Kopiere alle folgenden Zeilen Zeichen für Zeichen ohne jede Änderung.

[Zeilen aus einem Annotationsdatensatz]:
━━━━━━━━━━━━━━━━
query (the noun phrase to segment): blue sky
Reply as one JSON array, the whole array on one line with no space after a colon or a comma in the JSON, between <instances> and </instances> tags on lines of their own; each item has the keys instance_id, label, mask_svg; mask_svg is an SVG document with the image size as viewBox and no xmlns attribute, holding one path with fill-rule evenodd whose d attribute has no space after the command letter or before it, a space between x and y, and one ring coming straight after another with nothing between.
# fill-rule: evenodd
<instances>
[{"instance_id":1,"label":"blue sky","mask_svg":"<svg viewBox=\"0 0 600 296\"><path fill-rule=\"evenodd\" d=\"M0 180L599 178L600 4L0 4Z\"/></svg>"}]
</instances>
━━━━━━━━━━━━━━━━
[ENDERGEBNIS]:
query (the noun phrase to segment): blue sky
Reply as one JSON array, the whole array on one line with no space after a colon or a comma in the JSON, between <instances> and </instances> tags on lines of their own; each item has the keys instance_id, label, mask_svg; mask_svg is an SVG document with the image size as viewBox and no xmlns attribute, holding one path with fill-rule evenodd whose d attribute has no space after the command letter or before it, a space between x and y, and one ring coming straight after another with nothing between.
# fill-rule: evenodd
<instances>
[{"instance_id":1,"label":"blue sky","mask_svg":"<svg viewBox=\"0 0 600 296\"><path fill-rule=\"evenodd\" d=\"M0 180L599 178L600 4L0 4Z\"/></svg>"}]
</instances>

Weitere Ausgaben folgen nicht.